Source text
And – outclassing the rest - we get Martin (Eiffel) Bourboulon’s two part, four hour Les trois Mousquetaires, a whopping great success in Europe.
I’ve been watching 3 Musketeer movies all my life but this manages to efface the one between my ears, the one where Gene Kelly is backed by Allen Hale, Oliver Reed and Gerard Depardieu in combating Nigel de Brulier’s Richlieu, who deploys Milady Yvette Lebon, while Louis Hayward hovers in the background in an iron mask.
The new Les trois mousquetaires is more lavish, more rooted in history with La Rochelle insurrection prominent, longer and more accomplished. It is also, outside the Cottafavi film, the only one to embrace the viciousness of Dumas, who is usually reduced to a jolly adventure that will do Saturday afternoons.
Les trois mousquetaires (+ 1) |
Straight off we learn about the 1627 threat of the Protestant rebellion against Catholic king Louis XIII. While we are pondering that, Francois Civil finds himself in the rain, fencing off shadowy swordsmen before the lady in the coach takes him down with a point blank pistol shot. Despite the fact that this is happening (again) under cover of darkness, there is no question about which dim figure is which, already a virtuoso effort.

(Referring-expression pointing data)
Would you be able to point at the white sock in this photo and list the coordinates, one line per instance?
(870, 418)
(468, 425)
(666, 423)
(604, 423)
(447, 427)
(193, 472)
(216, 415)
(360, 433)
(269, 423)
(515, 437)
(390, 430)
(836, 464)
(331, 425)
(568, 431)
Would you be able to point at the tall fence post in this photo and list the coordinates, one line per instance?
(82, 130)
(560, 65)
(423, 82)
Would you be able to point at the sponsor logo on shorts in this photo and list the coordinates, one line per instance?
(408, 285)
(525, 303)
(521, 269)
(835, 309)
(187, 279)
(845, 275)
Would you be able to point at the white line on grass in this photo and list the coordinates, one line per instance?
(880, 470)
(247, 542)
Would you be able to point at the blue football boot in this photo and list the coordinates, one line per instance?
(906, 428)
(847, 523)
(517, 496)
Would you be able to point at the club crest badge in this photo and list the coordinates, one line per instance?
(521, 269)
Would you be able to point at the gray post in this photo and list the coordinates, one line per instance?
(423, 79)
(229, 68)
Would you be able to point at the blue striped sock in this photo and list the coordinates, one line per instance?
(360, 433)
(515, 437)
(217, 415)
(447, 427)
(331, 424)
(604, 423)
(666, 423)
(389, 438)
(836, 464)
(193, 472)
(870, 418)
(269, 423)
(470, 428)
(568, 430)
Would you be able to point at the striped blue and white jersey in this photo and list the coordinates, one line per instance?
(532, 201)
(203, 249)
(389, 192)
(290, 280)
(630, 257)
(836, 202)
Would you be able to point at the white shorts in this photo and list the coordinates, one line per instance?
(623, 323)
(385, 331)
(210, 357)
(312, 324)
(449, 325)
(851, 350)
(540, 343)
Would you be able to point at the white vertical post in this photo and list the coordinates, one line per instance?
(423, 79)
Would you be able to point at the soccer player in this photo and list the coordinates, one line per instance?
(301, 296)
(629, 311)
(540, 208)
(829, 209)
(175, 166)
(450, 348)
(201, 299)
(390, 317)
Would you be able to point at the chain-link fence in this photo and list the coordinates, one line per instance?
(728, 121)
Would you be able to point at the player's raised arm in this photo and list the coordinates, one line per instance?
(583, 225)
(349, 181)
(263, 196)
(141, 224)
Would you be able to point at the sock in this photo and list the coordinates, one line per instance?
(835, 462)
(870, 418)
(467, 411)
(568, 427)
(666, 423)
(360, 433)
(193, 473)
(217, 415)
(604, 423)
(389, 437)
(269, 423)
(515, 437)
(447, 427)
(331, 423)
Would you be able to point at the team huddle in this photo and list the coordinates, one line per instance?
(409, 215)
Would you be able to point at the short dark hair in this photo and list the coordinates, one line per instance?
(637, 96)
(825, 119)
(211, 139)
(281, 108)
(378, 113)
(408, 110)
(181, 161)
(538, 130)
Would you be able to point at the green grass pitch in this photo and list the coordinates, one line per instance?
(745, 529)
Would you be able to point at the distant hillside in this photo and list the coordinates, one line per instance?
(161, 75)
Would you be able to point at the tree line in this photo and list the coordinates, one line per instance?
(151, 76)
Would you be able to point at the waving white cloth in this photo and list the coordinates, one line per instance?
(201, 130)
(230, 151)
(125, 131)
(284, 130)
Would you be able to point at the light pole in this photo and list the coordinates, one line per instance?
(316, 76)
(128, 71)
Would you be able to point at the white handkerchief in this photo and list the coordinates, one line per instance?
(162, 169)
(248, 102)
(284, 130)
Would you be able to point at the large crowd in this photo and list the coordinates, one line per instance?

Work request 1
According to the film review, in what year was the Protestant rebellion threatening King Louis XIII that the new film opens with?
Work request 2
Reproduce the passage of the film review starting with "And – outclassing" and going on through "do Saturday afternoons.".
Work request 3
Write what comes next in the review of Les trois mousquetaires, picking up after its final sentence.
These records were taken from a separate source, unrelated to the text.

Written answer 1
1627

Written answer 2
And – outclassing the rest - we get Martin (Eiffel) Bourboulon’s two part, four hour Les trois Mousquetaires, a whopping great success in Europe.
I’ve been watching 3 Musketeer movies all my life but this manages to efface the one between my ears, the one where Gene Kelly is backed by Allen Hale, Oliver Reed and Gerard Depardieu in combating Nigel de Brulier’s Richlieu, who deploys Milady Yvette Lebon, while Louis Hayward hovers in the background in an iron mask.
The new Les trois mousquetaires is more lavish, more rooted in history with La Rochelle insurrection prominent, longer and more accomplished. It is also, outside the Cottafavi film, the only one to embrace the viciousness of Dumas, who is usually reduced to a jolly adventure that will do Saturday afternoons.

Written answer 3
And there are more to come Civil’s sustained queue-jumping sustained advance through the grounds where the king’s musketeers are at training with swords and (yes) muskets, an even more dazzling encounter that puts three – no four – against seven of the Cardinal’s guards in an unedited, minutes long confrontation, a surprise ambush when the Duke of Buckingham has been lured into a trap and he faces attackers, sword in hand, as the action moves outside the open door, through which we now glimpse new figures joining him, Vincent Cassell in the barred cart that takes him to the headsman’s axe, finding it engulfed for an encounter that blows the door away, D’Artagnan and Milady Eva Green galloping side by side along the white cliffs and the royal wedding with sniper monks exposed at the last moment “Tireurs!” These scenes are as good as anything of their kind but there is more.
The closed jewel case where Queen Vicki Krieps gambles her life on the royal protocol is as tense as any of the action material and events are constantly opened out into panoramas of street activity, a costumed ball or the crowded Cathedral which will shortly become littered with bodies. In a production where the technical work is so accomplished it’s maybe unfair to single out Thiery Delettre‘s costumes - earth tones which go with having the lead buried with no indication that he has taken a bath afterwards.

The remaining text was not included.